> **PROBLEM TO WORK ON**:
Put every item below into a numbered list, leaving out any blank lines.
# # # #
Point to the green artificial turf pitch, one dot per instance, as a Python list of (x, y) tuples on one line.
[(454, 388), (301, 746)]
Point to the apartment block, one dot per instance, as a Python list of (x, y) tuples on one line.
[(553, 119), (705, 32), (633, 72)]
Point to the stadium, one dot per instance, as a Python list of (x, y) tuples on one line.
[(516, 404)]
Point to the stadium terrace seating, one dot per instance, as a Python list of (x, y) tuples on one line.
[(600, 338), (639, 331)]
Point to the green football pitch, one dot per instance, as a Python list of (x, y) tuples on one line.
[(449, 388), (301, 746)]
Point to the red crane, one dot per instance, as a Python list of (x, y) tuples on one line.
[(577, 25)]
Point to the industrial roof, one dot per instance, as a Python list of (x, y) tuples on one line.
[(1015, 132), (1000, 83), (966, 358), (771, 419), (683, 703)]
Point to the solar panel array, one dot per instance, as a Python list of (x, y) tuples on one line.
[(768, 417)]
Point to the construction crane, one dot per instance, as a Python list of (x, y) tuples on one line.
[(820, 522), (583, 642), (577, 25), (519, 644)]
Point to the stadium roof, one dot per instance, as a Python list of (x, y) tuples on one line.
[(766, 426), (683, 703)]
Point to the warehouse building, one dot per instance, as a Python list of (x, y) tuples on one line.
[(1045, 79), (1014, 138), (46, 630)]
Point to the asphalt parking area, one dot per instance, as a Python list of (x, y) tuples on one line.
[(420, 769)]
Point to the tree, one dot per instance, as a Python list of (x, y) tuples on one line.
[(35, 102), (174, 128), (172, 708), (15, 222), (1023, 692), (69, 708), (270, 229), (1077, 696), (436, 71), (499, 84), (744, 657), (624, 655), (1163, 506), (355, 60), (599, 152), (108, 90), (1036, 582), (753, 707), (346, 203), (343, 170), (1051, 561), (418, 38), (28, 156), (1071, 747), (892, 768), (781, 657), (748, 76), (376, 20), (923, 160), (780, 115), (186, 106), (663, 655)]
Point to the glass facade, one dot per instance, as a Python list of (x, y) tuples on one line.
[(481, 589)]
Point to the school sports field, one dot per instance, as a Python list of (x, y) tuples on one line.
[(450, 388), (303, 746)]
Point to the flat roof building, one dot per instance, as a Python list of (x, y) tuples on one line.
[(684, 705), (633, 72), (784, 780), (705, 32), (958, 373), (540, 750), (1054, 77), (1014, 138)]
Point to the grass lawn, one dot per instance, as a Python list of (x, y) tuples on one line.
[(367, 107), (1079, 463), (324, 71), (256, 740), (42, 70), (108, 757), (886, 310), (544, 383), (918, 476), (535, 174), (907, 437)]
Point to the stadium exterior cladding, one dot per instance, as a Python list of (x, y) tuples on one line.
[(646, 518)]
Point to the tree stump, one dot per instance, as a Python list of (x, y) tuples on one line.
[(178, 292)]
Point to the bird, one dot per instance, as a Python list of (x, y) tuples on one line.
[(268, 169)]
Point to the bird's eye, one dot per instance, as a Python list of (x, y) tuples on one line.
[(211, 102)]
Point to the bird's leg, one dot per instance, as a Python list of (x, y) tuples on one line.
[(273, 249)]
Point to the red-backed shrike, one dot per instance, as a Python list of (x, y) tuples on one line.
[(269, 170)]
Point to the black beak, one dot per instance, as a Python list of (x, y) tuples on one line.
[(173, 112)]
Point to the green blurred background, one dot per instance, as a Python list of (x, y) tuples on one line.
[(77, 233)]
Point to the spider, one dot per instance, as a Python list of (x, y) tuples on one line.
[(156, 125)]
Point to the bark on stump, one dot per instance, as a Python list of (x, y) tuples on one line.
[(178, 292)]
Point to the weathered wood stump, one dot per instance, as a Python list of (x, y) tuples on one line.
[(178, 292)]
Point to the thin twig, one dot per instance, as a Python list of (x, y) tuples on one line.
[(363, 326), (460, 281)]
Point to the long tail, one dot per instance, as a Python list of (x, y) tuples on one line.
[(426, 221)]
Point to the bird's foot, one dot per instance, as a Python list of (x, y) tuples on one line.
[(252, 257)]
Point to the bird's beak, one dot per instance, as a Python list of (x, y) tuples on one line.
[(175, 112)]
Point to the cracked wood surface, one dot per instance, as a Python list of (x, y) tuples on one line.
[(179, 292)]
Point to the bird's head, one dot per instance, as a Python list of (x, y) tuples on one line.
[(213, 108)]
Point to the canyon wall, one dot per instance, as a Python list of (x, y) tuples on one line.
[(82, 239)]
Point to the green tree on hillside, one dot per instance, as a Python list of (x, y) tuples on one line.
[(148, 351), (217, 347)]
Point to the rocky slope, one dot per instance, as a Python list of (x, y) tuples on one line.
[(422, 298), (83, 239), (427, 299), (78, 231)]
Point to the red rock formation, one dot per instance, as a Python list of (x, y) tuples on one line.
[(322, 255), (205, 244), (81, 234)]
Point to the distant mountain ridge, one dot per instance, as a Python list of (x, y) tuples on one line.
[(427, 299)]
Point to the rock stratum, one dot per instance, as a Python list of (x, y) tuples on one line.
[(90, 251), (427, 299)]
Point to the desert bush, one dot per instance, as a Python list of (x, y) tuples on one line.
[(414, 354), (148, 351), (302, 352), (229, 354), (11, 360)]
# # # #
> **WRITTEN REPLY**:
1. Point to the green artificial turf pitch, one dot per instance, as a Python list of (x, y) tuples on one line.
2. [(454, 388), (301, 746)]
3. Point to the apartment block, one dot per instance, as a Python list of (x, y) tuples on one line.
4. [(553, 119), (705, 32), (633, 72)]
5. Point to the stadium, one dot per instance, as a Python list of (x, y) tuples on one line.
6. [(516, 404)]
7. Point to the stadium terrace seating, one dot per instance, as a Python list of (x, y) tuples on one line.
8. [(600, 338), (639, 331)]
9. Point to the green football pitch, one dot per instance, as a Python list of (x, y) tuples on one line.
10. [(449, 388), (301, 746)]
11. Point to the red crane, one dot per instance, as a Python list of (x, y) tuples on one line.
12. [(577, 25)]
13. Point to the industrial roof, one dot per instance, as a Python list of (x, y) tuples on one line.
14. [(1015, 132), (1000, 83), (966, 358), (771, 419), (683, 703)]
15. Point to the solar panel array, one dot per instance, as a Python list of (x, y) tuples on one line.
16. [(768, 417)]
17. Point to the construction crane, one dot per instance, as a Python list of (x, y) tuples on one line.
18. [(820, 522), (583, 642), (577, 25), (519, 644)]
19. Point to the stadium roof, one dot per instance, as a Python list of (x, y) tuples on one line.
20. [(766, 426), (683, 703)]
21. Point to the warehouse building, one dot per instance, as a Python list of (x, y) tuples on one line.
22. [(1045, 79), (1014, 138), (46, 630)]
23. Point to the asphalt parking area, one dot per instance, as a Python list of (x, y) tuples on one line.
24. [(420, 769)]
25. Point to the tree, one dot per instance, as a Python list of (x, y) tuples on one line.
26. [(35, 102), (174, 128), (172, 708), (15, 222), (1023, 692), (69, 708), (270, 229), (1077, 696), (436, 71), (499, 84), (744, 657), (624, 655), (1163, 506), (355, 60), (599, 152), (108, 90), (1036, 582), (753, 707), (346, 203), (343, 170), (1051, 561), (418, 38), (28, 156), (1071, 747), (892, 768), (781, 657), (748, 76), (376, 20), (923, 160), (780, 115), (186, 106), (663, 655)]
27. Point to the glass facade, one dot per instance, as a Python list of (x, y) tuples on one line.
28. [(481, 589)]
29. Point to the school sports field, one dot per instance, as a Python list of (x, y) tuples on one line.
30. [(450, 388), (303, 746)]
31. Point to the flat roof building, one dot per instance, as a Python list of (x, y) tuples on one line.
32. [(684, 705), (633, 72), (784, 780), (705, 32), (958, 373), (540, 750), (1054, 77), (1014, 138)]
33. Point to the grass lawn, one dot per instance, as a Python list of (x, y) tuples on one line.
34. [(367, 107), (1079, 463), (324, 71), (256, 740), (42, 70), (108, 757), (886, 310), (544, 383), (918, 476), (535, 174), (907, 437)]
35. Point to the stadium exterior cladding, one dot per instance, as a Python list of (x, y) tuples on one line.
36. [(646, 518)]
37. Point to the tree stump, one dot per instance, as a Python list of (x, y) tuples on one line.
38. [(178, 292)]
39. Point to the bird, one dot per instance, as a Python list of (x, y) tuples on one line.
40. [(268, 169)]
41. Point to the bird's eye, one dot per instance, as a Python list of (x, y) tuples on one line.
42. [(211, 102)]
43. Point to the bird's leg, one dot per instance, as a Python list of (x, y) tuples on one line.
44. [(273, 249)]
45. Point to the red-backed shrike, one dot per instance, as a Python list of (x, y) tuples on one line.
46. [(269, 170)]
47. Point to the black beak, one dot per instance, as a Python list of (x, y) tuples on one line.
48. [(173, 112)]
49. Point to the green blurred background, one dot per instance, as a Python list of (x, y) tuples on one line.
50. [(77, 233)]
51. Point to the spider, one dot per instance, as a Python list of (x, y) tuples on one line.
52. [(156, 125)]
53. Point to the bark on stump, one dot per instance, as a Python list of (x, y) tuples on one line.
54. [(178, 292)]
55. Point to the weathered wood stump, one dot per instance, as a Python list of (x, y) tuples on one line.
56. [(178, 292)]
57. Point to the thin twig, one dot per instance, as a Python list of (x, y) tuples on one line.
58. [(363, 326), (460, 281)]
59. Point to the long tail, one dot per instance, as a Python list of (x, y) tuples on one line.
60. [(426, 221)]
61. Point to the bird's foot, one dot per instance, as a Python list of (x, y) tuples on one line.
62. [(252, 257)]
63. Point to the bird's beak, one dot per instance, as a Python list of (x, y) tuples on one line.
64. [(175, 112)]
65. Point to the cracked wood surface, one dot per instance, as a Python list of (x, y) tuples on one line.
66. [(179, 292)]
67. Point to the bird's head, one dot per instance, as a Python list of (x, y) tuples on one line.
68. [(213, 108)]
69. Point to the canyon wall, one dot per instance, as a Python list of (x, y) tuples on one line.
70. [(82, 239)]
71. Point to the green tree on hillside, one dot per instance, as a Python list of (x, y) tuples on one line.
72. [(148, 351), (217, 347)]
73. Point to the rocky slope, one dot per instance, as a Python list of (x, y) tuples on one line.
74. [(422, 298), (83, 239), (427, 299), (78, 231)]
75. Point to the red rock formation, one dot per instance, as a Python list of (x, y) tuples on one line.
76. [(322, 255), (205, 244), (81, 234)]
77. Point to the distant mountain ridge, one dot per instance, as a Python list of (x, y) tuples on one line.
78. [(427, 299)]
79. Point to the rock stratum, one dot per instance, as a Python list of (x, y) tuples on one line.
80. [(90, 251), (427, 299)]
81. Point to the desert bush, one dot per instance, as a Python list of (x, y) tuples on one line.
82. [(414, 354), (148, 351), (302, 352), (229, 354), (11, 360)]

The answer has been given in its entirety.